◆ **EXERCISES**
**A.** Using the article on female college athletes, decide whether each statement agrees with it, answering yes or no and quoting the deciding words: (i) The NCAA created the Gender Equity Task Force in 1993. (ii) The Task Force has finished applying gender equity values to revenue distribution. (iii) The Task Force approved broadcasting of Division-III women's basketball.
**B.** Please pick up the article on female college athletes after its last sentence and continue it.

◆ **PASSAGE PROVIDED**
^^^^

Press Box: Female college athletes break barriers

Illustration by Killian Goodale-Porter.

Jenny Allen, Contributing writer 

We have seen women’s sports at the collegiate level rise beyond expectations. For decades women faced unequal rights compared to men. 

Women didn’t compete at the college level without discrimination until the passage of Title IX of the Education Amendments in 1972, but now female athletes are defining women’s sports as its own identity. 

The NCAA created the Gender Equity Task Force in 1993, which has led to equal opportunities for women within college sports.

Most notable, the Task Force has expanded the women’s basketball bracket, approved Division-III women’s basketball broadcasting and has established an internal gender equity evaluation process. 

The Task Force is currently focusing on applying gender equity values to revenue distribution. 

Female college athletes are finally receiving the equality and attention they deserve, which is motivating females all over the world to pursue their dreams as college athletes. 

In just the past couple of years, women’s sports at the collegiate level have made marks on history and are establishing power within college sports. 

More popular than ever and currently gaining the attention of millions is women’s college basketball.

^^^^

◆ **Region pointing data**
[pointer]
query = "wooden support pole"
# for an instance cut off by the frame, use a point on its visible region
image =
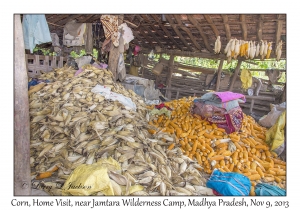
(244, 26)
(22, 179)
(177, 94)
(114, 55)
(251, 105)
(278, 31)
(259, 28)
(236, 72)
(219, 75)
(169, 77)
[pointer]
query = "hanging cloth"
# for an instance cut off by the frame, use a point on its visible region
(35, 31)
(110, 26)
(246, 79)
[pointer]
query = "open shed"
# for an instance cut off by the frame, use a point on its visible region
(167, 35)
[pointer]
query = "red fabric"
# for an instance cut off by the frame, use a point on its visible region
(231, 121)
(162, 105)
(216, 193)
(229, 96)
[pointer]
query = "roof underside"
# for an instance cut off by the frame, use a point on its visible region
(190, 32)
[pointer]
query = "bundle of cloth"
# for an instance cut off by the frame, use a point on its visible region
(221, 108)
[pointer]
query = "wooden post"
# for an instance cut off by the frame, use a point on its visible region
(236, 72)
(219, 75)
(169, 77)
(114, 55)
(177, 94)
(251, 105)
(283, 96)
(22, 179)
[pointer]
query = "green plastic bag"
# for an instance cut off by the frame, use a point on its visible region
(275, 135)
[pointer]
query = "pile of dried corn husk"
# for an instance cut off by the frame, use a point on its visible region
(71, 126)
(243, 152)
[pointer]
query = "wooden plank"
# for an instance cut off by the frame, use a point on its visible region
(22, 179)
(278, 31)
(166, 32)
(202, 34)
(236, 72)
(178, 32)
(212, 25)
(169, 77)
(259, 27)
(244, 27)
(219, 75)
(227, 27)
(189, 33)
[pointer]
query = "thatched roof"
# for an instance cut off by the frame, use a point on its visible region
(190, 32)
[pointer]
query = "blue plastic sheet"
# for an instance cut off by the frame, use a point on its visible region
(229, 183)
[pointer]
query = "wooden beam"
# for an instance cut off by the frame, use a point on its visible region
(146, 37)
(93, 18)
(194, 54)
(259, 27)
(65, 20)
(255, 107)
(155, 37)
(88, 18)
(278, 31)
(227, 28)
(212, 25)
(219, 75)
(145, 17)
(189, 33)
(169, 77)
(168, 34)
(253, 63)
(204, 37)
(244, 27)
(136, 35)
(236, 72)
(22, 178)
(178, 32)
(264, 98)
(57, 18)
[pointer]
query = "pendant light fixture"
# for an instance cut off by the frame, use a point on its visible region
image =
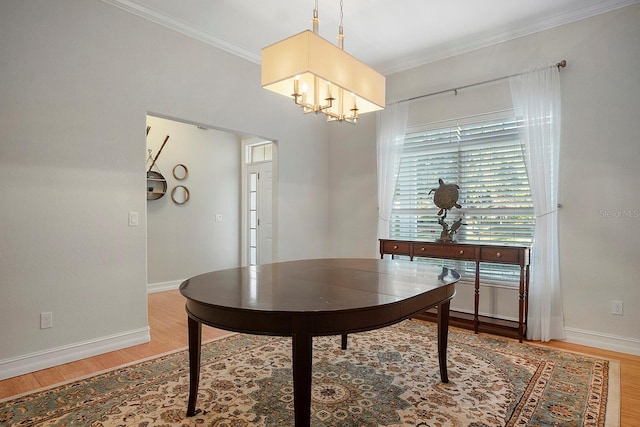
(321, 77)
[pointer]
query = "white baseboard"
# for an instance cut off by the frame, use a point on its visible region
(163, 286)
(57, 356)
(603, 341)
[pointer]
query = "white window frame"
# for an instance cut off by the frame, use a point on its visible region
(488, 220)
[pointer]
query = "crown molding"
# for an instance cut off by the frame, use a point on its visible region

^^^^

◆ **EXPECTED RESULTS**
**A.**
(i) Yes: "The NCAA created the Gender Equity Task Force in 1993"
(ii) No: "The Task Force is currently focusing on applying gender equity values to revenue distribution."
(iii) Yes: "approved Division-III women’s basketball broadcasting"

**B.**
The Iowa Hawkeyes home opening game for the 2023-2024 season versus DePaul broke the record for the most attendance in women’s basketball history, seating 55,646 people, according to ESPN. 

Not only was this a record breaking attendance event for women’s college basketball, it was also the first women’s college basketball game to be played in an outdoor football stadium. 

This game was more than just basketball and breaking records, all net proceeds were donated to the University of Iowa Stead Family Children’s Hospital, according to ESPN. 

The Iowa women’s basketball team is drawing unbelievable amounts due to national player of the year, Caitlin Clark. 

Clark won the ESPY for best female college athlete in 2023, but she didn’t stop there.

 In the 2023-2024 season, Clark has broken all sorts of records, inspiring thousands of female athletes. 

Clark broke the NCAA women’s basketball scoring record on Feb. 15, scoring 49 points, including a three-pointer from the halfcourt logo. 

Clark hasn’t only become the face of women’s college basketball but the face of women’s college sports. 

In the game against No. 2 Ohio State on Feb. 29, Clark broke the all-time men’s and women’s NCAA Division-I scoring record passing Pete “Pistol” Maravich. Clark’s dedication and prestigious practice has shown everyone that female athletes are able to compete with male athletes and even surpass their achievements.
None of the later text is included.